* **EXERCISE MATERIAL**:

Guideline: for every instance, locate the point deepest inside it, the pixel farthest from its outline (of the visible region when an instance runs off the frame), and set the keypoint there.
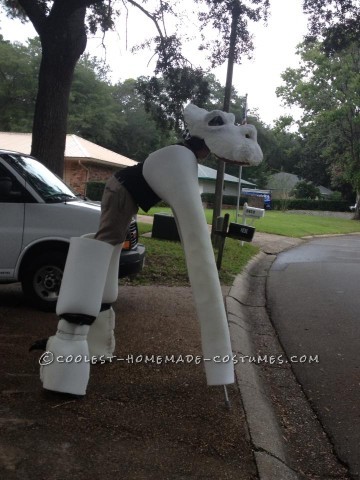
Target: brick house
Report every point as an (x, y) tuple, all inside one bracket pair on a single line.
[(84, 161)]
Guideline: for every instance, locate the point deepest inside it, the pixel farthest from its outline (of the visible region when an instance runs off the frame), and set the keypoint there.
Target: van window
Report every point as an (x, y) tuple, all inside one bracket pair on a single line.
[(11, 191), (50, 187)]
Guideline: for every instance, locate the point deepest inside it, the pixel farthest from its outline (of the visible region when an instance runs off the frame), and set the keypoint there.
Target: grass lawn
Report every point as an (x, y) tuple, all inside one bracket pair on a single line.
[(290, 224), (165, 262)]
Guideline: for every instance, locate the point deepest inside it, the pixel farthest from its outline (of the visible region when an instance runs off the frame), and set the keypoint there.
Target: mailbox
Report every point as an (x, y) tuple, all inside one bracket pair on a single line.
[(252, 212), (244, 233)]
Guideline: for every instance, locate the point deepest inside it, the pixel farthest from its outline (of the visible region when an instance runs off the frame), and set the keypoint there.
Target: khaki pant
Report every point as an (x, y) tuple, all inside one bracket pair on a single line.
[(117, 210)]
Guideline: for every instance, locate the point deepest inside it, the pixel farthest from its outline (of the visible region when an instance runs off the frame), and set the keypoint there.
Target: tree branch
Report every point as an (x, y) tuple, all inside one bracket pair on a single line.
[(35, 13), (148, 14)]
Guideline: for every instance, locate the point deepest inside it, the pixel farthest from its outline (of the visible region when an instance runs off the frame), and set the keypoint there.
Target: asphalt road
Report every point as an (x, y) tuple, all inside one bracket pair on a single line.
[(314, 302)]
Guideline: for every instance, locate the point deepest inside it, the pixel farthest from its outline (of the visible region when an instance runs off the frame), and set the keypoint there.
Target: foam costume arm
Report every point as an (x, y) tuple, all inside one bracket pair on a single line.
[(172, 174)]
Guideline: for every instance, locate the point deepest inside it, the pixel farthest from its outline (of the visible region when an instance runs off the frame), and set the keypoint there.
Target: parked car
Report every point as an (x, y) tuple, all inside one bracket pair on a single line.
[(38, 215)]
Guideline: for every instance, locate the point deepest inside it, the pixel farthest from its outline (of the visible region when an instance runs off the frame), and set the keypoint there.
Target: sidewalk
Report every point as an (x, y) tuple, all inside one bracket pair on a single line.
[(146, 419)]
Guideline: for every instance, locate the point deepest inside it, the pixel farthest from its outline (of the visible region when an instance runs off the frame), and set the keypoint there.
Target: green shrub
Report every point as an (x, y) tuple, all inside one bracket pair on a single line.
[(94, 190)]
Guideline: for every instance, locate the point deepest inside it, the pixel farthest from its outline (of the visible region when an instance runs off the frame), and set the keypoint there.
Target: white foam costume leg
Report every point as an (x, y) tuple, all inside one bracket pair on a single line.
[(101, 338), (78, 305), (172, 174)]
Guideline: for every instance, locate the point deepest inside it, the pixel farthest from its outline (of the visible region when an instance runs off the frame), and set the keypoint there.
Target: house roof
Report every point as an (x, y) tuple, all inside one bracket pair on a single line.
[(207, 173), (287, 181), (76, 147)]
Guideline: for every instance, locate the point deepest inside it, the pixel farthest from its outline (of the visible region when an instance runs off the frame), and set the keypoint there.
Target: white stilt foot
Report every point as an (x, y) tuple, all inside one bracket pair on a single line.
[(101, 338), (178, 185), (68, 353), (78, 306)]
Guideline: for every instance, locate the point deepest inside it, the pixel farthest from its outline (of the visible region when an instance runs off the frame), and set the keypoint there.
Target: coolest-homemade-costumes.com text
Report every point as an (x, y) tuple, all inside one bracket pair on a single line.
[(91, 277)]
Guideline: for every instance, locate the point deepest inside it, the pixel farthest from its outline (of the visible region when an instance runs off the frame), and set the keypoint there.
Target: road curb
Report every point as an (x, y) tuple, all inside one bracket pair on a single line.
[(247, 294)]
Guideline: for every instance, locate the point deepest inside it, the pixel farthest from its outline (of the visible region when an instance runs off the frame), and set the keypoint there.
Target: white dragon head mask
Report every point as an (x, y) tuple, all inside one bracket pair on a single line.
[(230, 142)]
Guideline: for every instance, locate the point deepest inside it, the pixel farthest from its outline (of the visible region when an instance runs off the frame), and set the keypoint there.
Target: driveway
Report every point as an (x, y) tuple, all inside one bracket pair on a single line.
[(140, 420)]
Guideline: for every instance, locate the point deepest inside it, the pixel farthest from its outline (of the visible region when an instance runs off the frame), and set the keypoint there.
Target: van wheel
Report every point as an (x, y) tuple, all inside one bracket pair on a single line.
[(41, 280)]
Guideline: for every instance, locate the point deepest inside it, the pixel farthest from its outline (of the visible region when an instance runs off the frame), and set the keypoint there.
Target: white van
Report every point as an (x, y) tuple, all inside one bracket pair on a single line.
[(38, 215)]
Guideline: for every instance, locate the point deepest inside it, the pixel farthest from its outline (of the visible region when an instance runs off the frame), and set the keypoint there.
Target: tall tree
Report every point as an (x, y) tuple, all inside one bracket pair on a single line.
[(19, 67), (60, 25)]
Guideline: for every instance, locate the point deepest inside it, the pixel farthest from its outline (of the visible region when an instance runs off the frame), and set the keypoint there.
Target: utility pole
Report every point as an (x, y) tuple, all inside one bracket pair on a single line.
[(227, 97)]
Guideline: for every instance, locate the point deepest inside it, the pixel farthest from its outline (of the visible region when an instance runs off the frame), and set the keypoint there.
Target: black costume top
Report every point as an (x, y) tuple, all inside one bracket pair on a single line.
[(133, 180)]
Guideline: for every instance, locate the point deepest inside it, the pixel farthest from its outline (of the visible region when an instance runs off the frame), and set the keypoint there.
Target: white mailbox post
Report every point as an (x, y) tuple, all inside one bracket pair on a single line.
[(252, 213)]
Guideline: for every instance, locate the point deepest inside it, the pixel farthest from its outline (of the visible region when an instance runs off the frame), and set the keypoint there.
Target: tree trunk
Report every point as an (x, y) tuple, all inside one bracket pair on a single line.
[(63, 41)]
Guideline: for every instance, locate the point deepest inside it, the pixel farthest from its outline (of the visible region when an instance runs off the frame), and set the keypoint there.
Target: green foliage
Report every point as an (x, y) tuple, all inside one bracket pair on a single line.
[(304, 189), (308, 204), (165, 96), (95, 190), (327, 88), (336, 22), (220, 15), (19, 66), (165, 261)]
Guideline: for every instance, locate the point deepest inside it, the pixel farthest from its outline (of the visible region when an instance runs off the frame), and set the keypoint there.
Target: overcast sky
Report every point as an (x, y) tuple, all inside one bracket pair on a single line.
[(275, 46)]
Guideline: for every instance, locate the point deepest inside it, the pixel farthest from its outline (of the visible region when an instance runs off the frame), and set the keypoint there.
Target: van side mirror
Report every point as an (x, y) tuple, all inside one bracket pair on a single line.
[(5, 186)]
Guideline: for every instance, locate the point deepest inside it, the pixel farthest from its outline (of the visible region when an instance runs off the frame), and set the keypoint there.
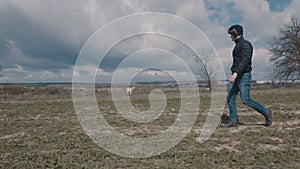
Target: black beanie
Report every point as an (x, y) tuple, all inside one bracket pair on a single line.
[(235, 30)]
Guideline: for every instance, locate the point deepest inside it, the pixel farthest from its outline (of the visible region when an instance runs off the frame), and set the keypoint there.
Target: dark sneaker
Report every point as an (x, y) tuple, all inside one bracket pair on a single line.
[(229, 125), (268, 118)]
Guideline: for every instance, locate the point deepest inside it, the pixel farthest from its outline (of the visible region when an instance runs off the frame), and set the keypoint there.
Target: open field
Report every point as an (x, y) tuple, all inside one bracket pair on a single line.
[(39, 129)]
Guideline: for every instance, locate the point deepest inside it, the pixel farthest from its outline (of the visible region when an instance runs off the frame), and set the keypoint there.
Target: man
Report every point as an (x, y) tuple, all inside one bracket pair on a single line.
[(240, 80)]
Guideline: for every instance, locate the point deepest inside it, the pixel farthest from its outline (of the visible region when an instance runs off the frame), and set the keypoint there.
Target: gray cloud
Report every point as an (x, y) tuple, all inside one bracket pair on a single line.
[(43, 36)]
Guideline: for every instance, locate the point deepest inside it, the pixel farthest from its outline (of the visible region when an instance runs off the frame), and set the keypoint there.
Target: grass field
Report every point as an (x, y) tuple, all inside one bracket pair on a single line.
[(39, 129)]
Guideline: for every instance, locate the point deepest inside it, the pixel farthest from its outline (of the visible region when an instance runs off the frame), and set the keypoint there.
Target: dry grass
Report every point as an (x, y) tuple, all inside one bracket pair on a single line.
[(39, 129)]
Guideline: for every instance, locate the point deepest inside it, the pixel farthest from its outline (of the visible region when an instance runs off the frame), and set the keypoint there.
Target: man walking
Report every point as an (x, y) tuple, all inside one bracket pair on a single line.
[(240, 80)]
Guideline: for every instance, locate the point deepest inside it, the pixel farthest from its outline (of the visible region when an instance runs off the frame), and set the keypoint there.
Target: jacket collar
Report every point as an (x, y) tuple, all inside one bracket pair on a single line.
[(239, 39)]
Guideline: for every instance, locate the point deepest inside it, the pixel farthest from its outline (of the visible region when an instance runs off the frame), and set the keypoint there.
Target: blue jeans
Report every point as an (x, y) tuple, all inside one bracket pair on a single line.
[(242, 84)]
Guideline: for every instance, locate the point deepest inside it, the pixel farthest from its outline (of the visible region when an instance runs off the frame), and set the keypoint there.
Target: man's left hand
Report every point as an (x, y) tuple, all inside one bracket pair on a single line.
[(232, 77)]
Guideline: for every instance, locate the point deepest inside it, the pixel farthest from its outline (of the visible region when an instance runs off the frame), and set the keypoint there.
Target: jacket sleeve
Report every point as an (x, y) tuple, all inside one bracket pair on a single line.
[(246, 58)]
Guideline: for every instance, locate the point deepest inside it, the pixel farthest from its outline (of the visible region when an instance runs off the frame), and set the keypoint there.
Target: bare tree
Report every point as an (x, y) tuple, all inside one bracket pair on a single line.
[(285, 51)]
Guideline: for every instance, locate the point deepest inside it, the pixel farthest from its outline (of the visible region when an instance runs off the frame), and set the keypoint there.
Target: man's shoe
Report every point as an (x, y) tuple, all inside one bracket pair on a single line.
[(268, 118), (229, 125)]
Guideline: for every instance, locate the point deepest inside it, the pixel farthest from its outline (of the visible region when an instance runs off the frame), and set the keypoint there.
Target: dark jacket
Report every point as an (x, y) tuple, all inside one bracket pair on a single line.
[(242, 56)]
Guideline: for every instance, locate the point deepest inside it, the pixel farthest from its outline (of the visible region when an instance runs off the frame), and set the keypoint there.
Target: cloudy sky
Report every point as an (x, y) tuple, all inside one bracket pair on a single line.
[(40, 41)]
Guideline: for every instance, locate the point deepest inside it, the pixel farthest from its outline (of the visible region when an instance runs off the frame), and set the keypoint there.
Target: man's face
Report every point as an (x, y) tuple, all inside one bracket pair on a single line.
[(233, 38)]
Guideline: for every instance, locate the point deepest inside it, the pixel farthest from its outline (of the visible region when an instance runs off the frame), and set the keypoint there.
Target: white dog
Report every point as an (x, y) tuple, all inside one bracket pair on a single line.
[(129, 90)]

* **ASSIGNMENT**:
From the entries above, print the lines beginning at the one with "Target: parked car" and stopping after the one with "Target: green shrub", exactly as written and with nothing else.

* **ANSWER SECTION**:
Target: parked car
Report every point as an (x, y) tuple, all inside one bracket pair on a single line.
[(38, 215)]
Guideline: for every instance, locate the point deepest inside it, the pixel farthest from its outline (of the visible region when an instance runs off the frame), and set the keypoint there.
Target: sidewalk
Report every point as an (x, y) tuple, all inside one bracket pair on a single line.
[(146, 419)]
Guideline: for every instance, locate the point deepest inside it, the pixel farthest from its outline (of the visible region when an instance runs off the frame), and set the keypoint there.
Target: green shrub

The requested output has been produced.